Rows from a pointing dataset

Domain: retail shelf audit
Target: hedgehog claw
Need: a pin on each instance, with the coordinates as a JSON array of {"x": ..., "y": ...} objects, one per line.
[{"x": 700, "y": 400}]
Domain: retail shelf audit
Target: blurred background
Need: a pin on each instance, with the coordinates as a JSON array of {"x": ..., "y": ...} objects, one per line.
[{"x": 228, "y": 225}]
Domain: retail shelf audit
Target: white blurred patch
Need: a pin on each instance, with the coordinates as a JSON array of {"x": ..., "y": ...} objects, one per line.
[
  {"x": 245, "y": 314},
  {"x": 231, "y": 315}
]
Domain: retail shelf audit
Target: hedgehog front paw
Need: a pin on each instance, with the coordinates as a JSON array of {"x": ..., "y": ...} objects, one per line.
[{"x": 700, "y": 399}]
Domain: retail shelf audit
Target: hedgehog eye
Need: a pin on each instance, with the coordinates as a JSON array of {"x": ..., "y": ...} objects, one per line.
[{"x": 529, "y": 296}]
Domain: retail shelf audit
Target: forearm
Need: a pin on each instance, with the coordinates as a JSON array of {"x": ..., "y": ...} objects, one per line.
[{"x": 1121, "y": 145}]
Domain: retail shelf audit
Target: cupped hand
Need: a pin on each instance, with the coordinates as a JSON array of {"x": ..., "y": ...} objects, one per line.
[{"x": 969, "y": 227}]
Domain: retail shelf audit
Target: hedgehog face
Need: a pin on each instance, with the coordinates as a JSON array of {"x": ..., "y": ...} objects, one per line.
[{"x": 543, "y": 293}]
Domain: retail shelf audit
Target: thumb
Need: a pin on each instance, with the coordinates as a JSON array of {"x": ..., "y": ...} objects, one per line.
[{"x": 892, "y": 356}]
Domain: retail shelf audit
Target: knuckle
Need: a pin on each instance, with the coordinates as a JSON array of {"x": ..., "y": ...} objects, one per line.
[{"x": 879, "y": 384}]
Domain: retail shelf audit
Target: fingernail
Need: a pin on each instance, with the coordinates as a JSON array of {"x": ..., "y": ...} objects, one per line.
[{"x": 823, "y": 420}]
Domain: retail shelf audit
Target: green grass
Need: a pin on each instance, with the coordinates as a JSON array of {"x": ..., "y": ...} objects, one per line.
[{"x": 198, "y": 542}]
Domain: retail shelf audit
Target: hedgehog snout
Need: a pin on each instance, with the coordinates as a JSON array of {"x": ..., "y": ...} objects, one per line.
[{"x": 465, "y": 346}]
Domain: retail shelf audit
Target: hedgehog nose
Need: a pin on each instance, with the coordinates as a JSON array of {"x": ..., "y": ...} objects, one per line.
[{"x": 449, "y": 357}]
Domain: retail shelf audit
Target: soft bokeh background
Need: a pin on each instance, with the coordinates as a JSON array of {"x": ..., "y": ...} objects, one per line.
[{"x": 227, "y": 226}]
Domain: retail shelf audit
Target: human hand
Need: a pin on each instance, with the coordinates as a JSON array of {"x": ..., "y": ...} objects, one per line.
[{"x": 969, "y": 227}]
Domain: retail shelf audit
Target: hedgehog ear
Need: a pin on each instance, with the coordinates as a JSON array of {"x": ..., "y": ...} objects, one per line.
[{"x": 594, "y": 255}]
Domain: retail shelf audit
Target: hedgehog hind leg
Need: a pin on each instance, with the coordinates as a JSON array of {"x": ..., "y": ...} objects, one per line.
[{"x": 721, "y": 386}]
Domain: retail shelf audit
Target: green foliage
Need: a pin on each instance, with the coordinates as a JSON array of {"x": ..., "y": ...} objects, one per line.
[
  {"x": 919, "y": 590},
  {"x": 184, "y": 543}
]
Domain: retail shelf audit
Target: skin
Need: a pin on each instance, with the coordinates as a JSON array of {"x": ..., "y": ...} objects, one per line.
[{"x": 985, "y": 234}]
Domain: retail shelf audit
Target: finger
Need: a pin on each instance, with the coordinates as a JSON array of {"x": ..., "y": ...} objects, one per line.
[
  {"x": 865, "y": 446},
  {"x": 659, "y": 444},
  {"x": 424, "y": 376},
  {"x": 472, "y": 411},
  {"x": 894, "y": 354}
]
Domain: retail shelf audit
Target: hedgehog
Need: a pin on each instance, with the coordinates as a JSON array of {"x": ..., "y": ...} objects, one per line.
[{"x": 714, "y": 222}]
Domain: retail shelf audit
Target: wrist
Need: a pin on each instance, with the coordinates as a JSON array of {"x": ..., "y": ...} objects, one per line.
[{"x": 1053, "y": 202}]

* * *

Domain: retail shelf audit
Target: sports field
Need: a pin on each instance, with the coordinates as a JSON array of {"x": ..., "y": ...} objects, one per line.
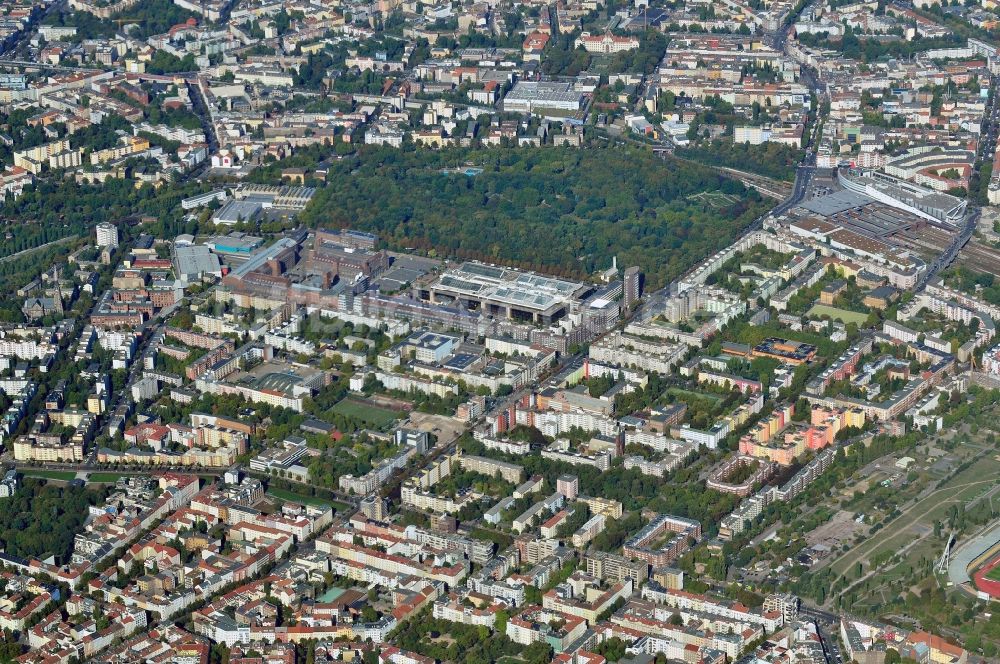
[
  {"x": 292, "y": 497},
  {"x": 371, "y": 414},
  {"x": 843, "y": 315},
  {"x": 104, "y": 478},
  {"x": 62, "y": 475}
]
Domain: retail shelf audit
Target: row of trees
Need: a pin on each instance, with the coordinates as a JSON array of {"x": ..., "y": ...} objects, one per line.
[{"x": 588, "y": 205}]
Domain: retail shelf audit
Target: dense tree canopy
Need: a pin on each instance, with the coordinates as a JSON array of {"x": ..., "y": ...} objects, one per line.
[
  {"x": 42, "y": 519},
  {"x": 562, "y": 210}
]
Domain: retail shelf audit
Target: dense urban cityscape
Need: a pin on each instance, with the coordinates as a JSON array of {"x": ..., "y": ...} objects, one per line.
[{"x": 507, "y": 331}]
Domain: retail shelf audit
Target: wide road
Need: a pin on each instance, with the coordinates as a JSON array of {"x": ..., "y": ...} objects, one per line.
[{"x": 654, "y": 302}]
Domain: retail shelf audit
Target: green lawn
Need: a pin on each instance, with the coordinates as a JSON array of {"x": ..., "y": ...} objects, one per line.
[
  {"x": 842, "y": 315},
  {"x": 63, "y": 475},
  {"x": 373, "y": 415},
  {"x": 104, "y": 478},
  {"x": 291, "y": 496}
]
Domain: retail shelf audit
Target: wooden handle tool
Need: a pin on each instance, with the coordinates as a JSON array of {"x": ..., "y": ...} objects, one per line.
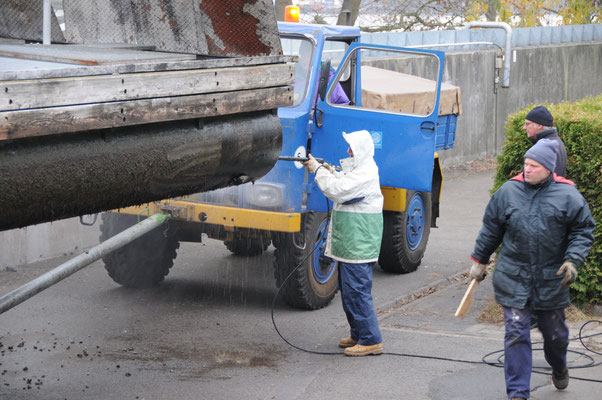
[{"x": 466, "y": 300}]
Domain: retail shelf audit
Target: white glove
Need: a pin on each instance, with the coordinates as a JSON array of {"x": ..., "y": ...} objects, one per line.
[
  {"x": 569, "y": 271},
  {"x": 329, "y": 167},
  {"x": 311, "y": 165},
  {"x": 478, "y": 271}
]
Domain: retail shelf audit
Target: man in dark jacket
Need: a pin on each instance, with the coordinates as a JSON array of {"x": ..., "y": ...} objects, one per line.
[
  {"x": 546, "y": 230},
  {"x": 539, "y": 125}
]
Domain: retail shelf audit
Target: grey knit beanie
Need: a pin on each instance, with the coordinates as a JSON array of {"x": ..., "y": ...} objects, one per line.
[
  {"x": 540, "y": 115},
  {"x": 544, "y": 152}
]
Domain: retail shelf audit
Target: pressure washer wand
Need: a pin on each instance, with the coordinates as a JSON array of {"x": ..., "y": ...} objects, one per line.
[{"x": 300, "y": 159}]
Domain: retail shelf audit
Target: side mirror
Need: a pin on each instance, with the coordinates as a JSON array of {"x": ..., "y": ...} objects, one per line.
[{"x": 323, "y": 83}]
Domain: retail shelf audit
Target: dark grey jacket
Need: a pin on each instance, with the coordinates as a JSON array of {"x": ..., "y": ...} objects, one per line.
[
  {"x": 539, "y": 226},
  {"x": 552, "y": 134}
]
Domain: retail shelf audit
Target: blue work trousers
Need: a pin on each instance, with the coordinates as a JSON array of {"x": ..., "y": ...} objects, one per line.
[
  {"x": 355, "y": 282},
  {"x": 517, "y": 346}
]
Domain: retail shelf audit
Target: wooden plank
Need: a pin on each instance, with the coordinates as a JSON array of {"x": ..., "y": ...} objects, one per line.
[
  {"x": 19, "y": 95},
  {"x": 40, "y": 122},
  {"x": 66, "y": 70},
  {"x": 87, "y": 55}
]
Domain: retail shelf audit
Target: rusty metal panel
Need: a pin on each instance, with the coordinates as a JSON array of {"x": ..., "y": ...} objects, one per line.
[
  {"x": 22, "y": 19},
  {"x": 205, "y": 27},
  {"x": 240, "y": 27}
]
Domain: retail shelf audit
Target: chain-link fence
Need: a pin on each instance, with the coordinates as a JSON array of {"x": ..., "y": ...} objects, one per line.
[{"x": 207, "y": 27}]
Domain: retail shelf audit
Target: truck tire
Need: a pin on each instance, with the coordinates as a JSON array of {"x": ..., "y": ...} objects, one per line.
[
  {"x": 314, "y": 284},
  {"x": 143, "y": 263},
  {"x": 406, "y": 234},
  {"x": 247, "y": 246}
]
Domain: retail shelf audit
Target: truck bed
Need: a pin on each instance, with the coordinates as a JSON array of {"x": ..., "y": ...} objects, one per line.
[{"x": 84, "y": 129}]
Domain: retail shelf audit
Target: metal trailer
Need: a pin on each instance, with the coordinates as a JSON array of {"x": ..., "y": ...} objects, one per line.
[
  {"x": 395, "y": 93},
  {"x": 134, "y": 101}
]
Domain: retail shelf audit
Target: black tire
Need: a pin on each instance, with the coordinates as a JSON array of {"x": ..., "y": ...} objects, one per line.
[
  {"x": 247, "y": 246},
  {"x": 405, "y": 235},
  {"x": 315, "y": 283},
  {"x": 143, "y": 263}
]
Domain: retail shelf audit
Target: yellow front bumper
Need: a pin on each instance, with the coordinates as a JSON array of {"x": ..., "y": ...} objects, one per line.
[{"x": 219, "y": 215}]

*What the exercise asks*
Gather every line in the items above that contains the string "jacket", and copy each of those lines unchanged.

*Response*
Target: man in dark jacket
Target: dark grey jacket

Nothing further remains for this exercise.